Excuse us if we’re a little self-indulgent with this edition of Off The Pitch thanks to Soccer World but everyone at QSN is proud of an achievement by one of our very own. The FFA Cup has provided players and coaches with a chance to display their wares on the national stage but it’s also given some of the state-based commentators a chance to test themselves at another level with the Fox Sports broadcasts. One of those is Rafe Griffin who steps up to the biggest achievement of his career to date, broadcasting Wednesday night’s main fixture between Redlands United and Adelaide United.

QSN: How were you introduced to the game?

RG: I was first exposed to football when my brother and cousins started playing at under 7 level at Virginia United. I’m five years older than them and my two uncles were also co-coaches of the team so I used to help them out a bit. It was strange at the time because our whole family were very staunch rugby league people so I’m not sure how we got into the ’round-ball’ game in the first place.

QSN: Tell us about your footballing involvement.

RG: We spent a year at Virginia and then my cousins went and played rugby league. My brother continued to play football but moved to Grange Thistle to be closer to our family home. I was playing junior squash at the time so I’d play that on a Saturday morning and come back to the club on a Saturday afternoon and help out in the canteen with Norma and Noel Williams who put in an amazing amount of hours in volunteer roles. There were some great club people around Grange Thistle at the time and I think it rubbed off on me. It was a great club to hang around.

RECORD EXTRACTS ->
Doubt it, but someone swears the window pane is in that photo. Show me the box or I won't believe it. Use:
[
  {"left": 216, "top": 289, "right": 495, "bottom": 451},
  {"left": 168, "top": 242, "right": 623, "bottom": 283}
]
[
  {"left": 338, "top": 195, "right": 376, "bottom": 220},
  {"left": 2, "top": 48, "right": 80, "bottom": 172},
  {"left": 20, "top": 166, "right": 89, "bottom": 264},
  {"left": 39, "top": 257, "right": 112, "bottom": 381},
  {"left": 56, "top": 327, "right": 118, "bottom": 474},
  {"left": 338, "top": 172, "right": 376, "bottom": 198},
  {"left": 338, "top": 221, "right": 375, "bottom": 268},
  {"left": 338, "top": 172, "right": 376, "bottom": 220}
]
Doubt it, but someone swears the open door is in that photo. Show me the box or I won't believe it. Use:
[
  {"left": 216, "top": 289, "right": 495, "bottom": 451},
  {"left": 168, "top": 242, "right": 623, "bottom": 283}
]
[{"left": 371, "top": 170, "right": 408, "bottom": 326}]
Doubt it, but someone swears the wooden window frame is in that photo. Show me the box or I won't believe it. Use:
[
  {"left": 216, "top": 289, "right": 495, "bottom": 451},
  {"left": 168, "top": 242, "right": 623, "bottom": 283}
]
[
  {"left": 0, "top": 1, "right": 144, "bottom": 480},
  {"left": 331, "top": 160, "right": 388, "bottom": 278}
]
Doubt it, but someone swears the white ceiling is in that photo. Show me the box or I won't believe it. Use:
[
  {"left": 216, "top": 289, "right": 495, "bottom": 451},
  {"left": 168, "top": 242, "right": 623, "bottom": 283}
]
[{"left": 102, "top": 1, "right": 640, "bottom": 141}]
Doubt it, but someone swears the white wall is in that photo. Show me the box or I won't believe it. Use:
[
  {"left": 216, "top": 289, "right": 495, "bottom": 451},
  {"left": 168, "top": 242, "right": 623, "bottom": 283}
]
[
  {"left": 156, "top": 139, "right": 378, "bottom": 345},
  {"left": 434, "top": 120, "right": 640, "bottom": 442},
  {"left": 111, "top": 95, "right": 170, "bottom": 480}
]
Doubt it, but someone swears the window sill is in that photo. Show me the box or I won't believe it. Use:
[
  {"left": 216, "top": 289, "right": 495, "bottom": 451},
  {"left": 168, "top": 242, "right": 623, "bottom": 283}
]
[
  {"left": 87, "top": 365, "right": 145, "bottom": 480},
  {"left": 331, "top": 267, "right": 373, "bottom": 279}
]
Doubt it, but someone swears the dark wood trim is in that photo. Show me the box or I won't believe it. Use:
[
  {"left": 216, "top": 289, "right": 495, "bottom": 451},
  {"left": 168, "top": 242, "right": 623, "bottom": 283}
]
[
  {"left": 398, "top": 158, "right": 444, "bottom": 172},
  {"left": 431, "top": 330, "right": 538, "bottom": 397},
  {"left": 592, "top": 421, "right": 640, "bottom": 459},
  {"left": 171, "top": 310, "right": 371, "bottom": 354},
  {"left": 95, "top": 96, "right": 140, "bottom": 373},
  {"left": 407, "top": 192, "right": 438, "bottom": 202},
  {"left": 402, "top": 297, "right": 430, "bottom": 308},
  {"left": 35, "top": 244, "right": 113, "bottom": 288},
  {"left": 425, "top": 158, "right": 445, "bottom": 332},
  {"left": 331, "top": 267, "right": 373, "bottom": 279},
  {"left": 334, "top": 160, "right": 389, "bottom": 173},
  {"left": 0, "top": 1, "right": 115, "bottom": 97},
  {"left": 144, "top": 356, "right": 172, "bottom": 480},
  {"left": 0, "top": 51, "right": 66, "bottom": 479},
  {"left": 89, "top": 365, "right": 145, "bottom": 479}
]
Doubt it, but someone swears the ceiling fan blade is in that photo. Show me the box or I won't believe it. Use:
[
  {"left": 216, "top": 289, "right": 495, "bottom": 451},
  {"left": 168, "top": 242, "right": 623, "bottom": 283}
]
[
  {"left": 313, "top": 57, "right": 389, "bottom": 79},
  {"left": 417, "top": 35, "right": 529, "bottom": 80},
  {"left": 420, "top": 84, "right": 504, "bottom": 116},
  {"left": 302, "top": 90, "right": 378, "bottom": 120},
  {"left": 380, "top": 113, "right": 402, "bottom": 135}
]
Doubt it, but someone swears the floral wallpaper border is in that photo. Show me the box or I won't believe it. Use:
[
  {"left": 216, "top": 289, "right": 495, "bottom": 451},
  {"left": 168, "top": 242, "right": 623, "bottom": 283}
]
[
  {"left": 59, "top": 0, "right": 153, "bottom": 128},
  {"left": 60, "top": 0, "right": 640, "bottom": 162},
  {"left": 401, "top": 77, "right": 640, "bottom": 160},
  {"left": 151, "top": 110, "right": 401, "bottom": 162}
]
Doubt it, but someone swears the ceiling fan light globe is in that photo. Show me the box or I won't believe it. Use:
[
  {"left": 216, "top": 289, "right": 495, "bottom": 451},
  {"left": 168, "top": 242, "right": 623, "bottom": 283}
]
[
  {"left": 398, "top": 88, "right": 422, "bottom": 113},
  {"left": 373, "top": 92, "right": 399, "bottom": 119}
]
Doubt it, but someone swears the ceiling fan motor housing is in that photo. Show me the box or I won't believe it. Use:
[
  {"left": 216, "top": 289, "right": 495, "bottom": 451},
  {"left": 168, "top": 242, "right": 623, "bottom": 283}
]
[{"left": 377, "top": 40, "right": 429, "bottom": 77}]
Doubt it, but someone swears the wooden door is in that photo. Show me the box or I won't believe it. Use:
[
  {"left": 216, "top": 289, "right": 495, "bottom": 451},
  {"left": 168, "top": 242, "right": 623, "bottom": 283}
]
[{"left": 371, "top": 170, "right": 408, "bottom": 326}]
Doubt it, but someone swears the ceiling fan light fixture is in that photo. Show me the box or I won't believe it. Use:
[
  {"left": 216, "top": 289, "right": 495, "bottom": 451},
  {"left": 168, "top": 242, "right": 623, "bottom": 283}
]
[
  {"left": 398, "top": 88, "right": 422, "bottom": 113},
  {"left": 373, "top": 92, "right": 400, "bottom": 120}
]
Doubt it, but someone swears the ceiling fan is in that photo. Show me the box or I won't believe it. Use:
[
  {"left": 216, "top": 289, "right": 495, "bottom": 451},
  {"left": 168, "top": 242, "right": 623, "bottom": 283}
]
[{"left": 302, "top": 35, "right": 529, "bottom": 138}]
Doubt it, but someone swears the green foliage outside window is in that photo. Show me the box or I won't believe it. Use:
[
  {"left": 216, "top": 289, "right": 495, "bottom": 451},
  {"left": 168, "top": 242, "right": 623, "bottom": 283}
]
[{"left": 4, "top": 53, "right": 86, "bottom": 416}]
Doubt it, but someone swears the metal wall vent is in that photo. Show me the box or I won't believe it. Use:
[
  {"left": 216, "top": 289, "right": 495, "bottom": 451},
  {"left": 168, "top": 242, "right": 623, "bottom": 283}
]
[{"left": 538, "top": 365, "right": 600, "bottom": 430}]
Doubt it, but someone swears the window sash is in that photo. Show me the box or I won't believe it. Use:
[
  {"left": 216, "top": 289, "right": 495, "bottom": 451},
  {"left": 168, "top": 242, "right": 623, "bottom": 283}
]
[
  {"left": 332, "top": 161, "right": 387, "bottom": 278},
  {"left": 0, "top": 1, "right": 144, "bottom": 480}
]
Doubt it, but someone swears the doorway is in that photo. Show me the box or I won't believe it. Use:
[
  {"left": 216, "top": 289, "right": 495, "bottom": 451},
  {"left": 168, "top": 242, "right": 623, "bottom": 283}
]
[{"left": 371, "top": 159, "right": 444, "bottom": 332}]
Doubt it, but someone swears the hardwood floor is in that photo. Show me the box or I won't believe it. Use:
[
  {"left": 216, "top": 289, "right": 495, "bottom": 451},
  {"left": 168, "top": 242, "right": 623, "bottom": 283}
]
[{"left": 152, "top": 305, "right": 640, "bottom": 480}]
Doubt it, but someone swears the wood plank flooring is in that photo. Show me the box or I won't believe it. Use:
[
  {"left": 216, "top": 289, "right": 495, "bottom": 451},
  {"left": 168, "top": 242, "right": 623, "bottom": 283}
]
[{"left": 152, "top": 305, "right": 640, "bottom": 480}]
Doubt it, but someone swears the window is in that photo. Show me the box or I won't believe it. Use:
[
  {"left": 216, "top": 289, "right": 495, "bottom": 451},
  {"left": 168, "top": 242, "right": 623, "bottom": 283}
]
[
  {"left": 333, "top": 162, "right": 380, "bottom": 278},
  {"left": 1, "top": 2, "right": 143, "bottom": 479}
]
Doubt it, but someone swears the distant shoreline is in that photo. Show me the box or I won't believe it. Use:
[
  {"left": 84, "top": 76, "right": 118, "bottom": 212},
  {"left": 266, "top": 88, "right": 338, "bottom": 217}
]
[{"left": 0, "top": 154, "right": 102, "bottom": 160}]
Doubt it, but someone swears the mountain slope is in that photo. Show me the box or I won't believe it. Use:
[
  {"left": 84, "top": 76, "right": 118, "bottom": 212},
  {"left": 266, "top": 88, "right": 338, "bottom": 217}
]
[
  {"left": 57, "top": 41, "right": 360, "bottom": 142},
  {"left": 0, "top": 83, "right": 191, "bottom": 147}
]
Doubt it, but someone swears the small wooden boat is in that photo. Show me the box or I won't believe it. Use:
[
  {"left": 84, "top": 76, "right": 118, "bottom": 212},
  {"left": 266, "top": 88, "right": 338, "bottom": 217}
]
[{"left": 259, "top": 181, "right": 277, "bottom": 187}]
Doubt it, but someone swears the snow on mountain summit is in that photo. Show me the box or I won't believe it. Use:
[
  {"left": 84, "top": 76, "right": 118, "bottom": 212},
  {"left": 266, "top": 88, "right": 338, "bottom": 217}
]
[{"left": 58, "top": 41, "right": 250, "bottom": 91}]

EXERCISE INSTRUCTIONS ->
1. From the Rafe Griffin interview, quote the passage starting with "QSN: How were" and going on through "your footballing involvement.".
2. According to the Rafe Griffin interview, which match is he broadcasting on Wednesday night?
3. Write what comes next in the Rafe Griffin interview, picking up after its final sentence.
The material has no role in any of this.

OUTPUTS FOR THE TASKS ->
1.
QSN: How were you introduced to the game?

RG: I was first exposed to football when my brother and cousins started playing at under 7 level at Virginia United. I’m five years older than them and my two uncles were also co-coaches of the team so I used to help them out a bit. It was strange at the time because our whole family were very staunch rugby league people so I’m not sure how we got into the ’round-ball’ game in the first place.

QSN: Tell us about your footballing involvement.

2. The main fixture between Redlands United and Adelaide United.

3.
I eventually drifted out of squash and got into football refereeing. I did for three years in the Brisbane junior leagues, including being selected as a linesman at the 1993 under 13 state titles.

 

There was a time when I fell out of love for the game, I even missed the establishment of the A-League. It was really only once I came back to Brisbane in 2009, after spending nine years in Canberra, that I got back involved again. I lived close to Olympic and used to go and watch them on Sunday nights and that sparked the love of the game returning.

QSN: What opportunities has football given you?

RG: It’s a common theme in the responses to our Off The Pitch articles that football has provided the opportunities to meet so many great people but it’s so true. I’d have to say that is the most enjoyable thing about being involved again. Seeing so many people passionate about the game and their club and putting in countless hours quite unselfishly.

In a more practical sense, the ability to travel with football has been quite appealing. I was a big Brisbane Roar supporter in recent years so I followed them in Japan when they played in the AFC Champions League. That was a great week to experience a new culture. The Japanese are so friendly and polite and the experience I had in Japan is one of the reasons I enjoy watching them in matches.

QSN: So how did you get into commentary?

RG: I’d always held a bit of an interest in it and Football Brisbane held a competition/audition process at the end of the 2012 season which I put in an entry into.

Months passed and I didn’t really think much more of it but just before the start of the 2013 season, I got a phone call from them asking me in for a chat. The NPL was starting up at that time and Football Queensland were looking for someone to commentate on that so that’s the direction I eventually ended up going in.

QSN: And how were the early experiences in commentary?

RG: In one word, horrible! I copped a lot of criticism at the time and rightly so. Robert Blanch (former Football Brisbane TV commentator) set a high standard and it took a while to find my groove. I took on board plenty of advice at the time, worked on things and made gradual improvement.

It was a big learning curve and it’s a difficult skill to master. Not everyone can do it but I learned a lot of valuable lessons out of it.

QSN: How did the opportunity come about to be part of the Fox Sports team for the FFA Cup?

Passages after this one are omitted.